** Opening DATASET block **
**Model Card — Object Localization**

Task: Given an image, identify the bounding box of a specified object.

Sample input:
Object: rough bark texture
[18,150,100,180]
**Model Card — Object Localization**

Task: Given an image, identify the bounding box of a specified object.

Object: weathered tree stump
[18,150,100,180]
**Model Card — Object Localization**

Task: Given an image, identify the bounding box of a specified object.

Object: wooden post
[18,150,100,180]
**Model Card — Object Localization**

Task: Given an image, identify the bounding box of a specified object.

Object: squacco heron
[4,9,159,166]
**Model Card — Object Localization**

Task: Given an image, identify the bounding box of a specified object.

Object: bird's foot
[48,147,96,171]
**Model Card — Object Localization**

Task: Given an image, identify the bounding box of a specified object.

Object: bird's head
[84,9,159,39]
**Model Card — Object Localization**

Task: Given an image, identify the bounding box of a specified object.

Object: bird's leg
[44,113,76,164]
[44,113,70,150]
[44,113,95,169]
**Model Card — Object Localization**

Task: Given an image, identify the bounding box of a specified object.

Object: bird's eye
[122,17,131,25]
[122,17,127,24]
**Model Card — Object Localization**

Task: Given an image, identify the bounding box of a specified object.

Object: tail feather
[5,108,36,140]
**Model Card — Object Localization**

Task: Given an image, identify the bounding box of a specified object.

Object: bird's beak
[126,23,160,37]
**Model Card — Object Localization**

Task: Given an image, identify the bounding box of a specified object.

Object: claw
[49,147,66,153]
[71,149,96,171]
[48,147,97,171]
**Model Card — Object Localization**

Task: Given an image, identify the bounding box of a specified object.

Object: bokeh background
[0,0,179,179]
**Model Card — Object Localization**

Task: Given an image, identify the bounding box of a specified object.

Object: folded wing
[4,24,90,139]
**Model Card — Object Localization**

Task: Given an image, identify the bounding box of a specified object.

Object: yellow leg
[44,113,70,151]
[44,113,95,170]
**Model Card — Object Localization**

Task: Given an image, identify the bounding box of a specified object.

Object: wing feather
** Closing DATASET block **
** Opening DATASET block **
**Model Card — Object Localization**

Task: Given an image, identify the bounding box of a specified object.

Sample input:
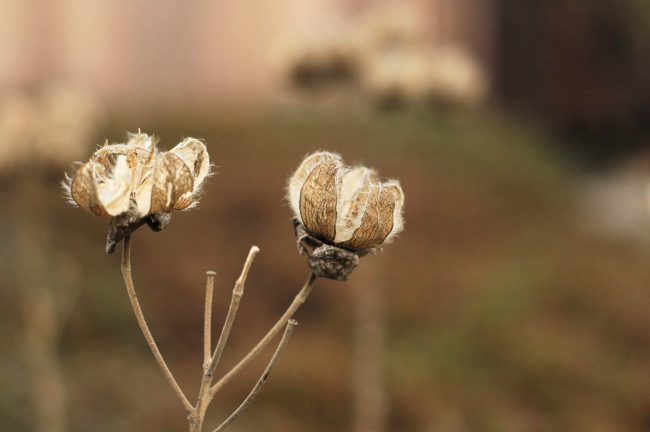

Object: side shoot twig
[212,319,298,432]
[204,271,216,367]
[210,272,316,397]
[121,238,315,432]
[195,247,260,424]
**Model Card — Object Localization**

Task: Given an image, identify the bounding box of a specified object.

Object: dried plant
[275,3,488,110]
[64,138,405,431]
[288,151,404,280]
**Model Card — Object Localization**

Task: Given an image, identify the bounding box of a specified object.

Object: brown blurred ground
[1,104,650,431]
** Closing DATASET block **
_TASK ITEM_:
In the data above, find the line with "Object: weathered tree stump" and the line with "Object: wing feather". Retype both, plus every line between them, exactly.

_TASK ANSWER_:
Object: weathered tree stump
[18,150,100,180]
**Model Card — Object Localization**

Task: Given an image, identify the bounding box of a specified object.

Object: wooden post
[18,150,100,180]
**Model Card — Object Localization**

Task: Given an image, identify the bounding box of a specified object.

Object: squacco heron
[4,9,159,166]
**Model Card — Object Localization**

Task: Given an image, identify the bounding box of a specified object.

Object: bird's foot
[48,147,96,171]
**Model Card — Object Localization**

Task: Given an image, identify the bounding box of a specified object.

Object: bird's head
[84,9,159,39]
**Model Card — Object Localization**

Task: Given an image, identify the bounding box of a specified object.

Object: bird's leg
[44,113,76,164]
[44,113,70,150]
[44,113,95,169]
**Model Card — Object Localization**

Task: Given an image, identify the bounding box of a specified object.

Object: bird's eye
[122,17,131,25]
[122,17,127,24]
**Model Card — Object Localization**

Task: Given an image, identify the bounding box of a specified object.

Object: tail feather
[5,108,36,140]
**Model Card — Object Localization**

Task: Given an image, identify the bounding box of a specified object.

Object: bird's beak
[126,23,160,37]
**Model Card — Object Localization**

Task: Given an image, identify the bounding box of a specified object.

Object: claw
[49,147,66,153]
[71,149,96,171]
[48,147,97,171]
**Model Card — Object Localization**

Task: Given an image, identify the bounding box of a specified object.

Object: bokeh background
[0,0,179,179]
**Model Card — Object Localization**

Task: Given an image, identify the bounding box of a specified object.

Object: folded wing
[4,24,90,139]
**Model Card — Object Localization**

Task: Given an image, identify the bounding box of a specified object.

Object: yellow leg
[44,113,70,151]
[44,113,95,170]
**Model Card — Object Localization**

Task: Given an image, identify the bounding box of a specified object.

Object: wing feather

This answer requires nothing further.